▸ **INSTRUKSI YANG DIBERIKAN**:
Lanjutkan tulisan di bawah tentang mini ball tap untuk pengisian air otomatis perangkat LPF, mulai dari sesudah kalimat terakhirnya.

▸ **SUMBER**:

Jadi pilihan terbaik yang saya miliki agar otomatisasi pengisian air ke perangkat LPF bisa berlangsung dengan benar, hanyalah dengan cara mengeluarkan / mempesiunkan Tabung-Inti pada Tabung-Filter pertama.

Kembali ke Mini Ball Tap versi 1, tapi…

Tiga hari kemudian sejak mini ball tap isi dua bola pingpong kembali dipasang, mur-baut yang menjadi tangkai pelampung mendadak berkarat :

Foto : Mur-Baut pelampung Mini Ball Tap berkarat.

Saya tidak tahu hal apa yang menjadikannya mendadak berkarat dalam waktu 3 (tiga hari) saja. Untuk mengatasinya, mur-baut diganti baru. Kemudian dibungkus menggunakan salotip pipa :

Foto : Mur Baut setelah dibungkus salotip pipa.

▸ **SEGMEN DATA**:

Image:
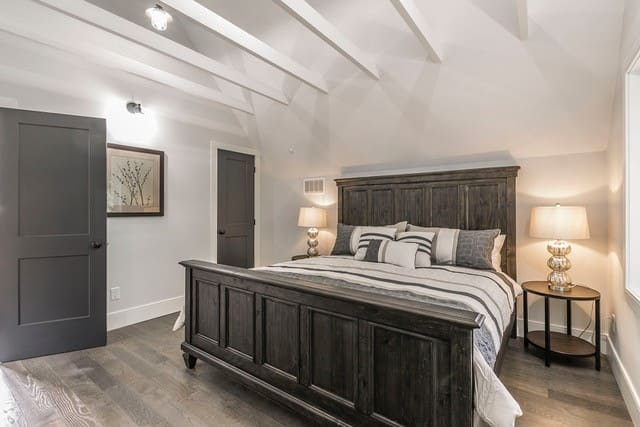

▸ **SEBAGAI TANGGAPAN**:
Mencoba model lain dari Float Valve

O iya… sebelum membuat mini ball tap, saya juga membeli float valve model berbeda.

Foto : Float Valve merk Invelco

Float valve tersebut sudah dicoba dan kinerjanya sama dengan kinerja float valve yang dipasang pertama. Itu yang pada akhirnya saya putuskan untuk membuat mini ball tap.

Jadi…?

Tidak semua situasi kekuatan tekanan dorongan air PDAM di rumah tinggal memiliki kemiripan dengan yang berlangsung di rumah saya. Sehingga, besar kemungkinan float valve bisa berfungsi sebagaimana mestinya jika dipasang di rumah tinggal pada kawasan berbeda.

Cerita perbandingan perbedaan antara float valve dengan ball tap di artikel ini hanyalah sekadar untuk menambah wawasan tentang alternatif cara dalam menangani distribusi air PDAM.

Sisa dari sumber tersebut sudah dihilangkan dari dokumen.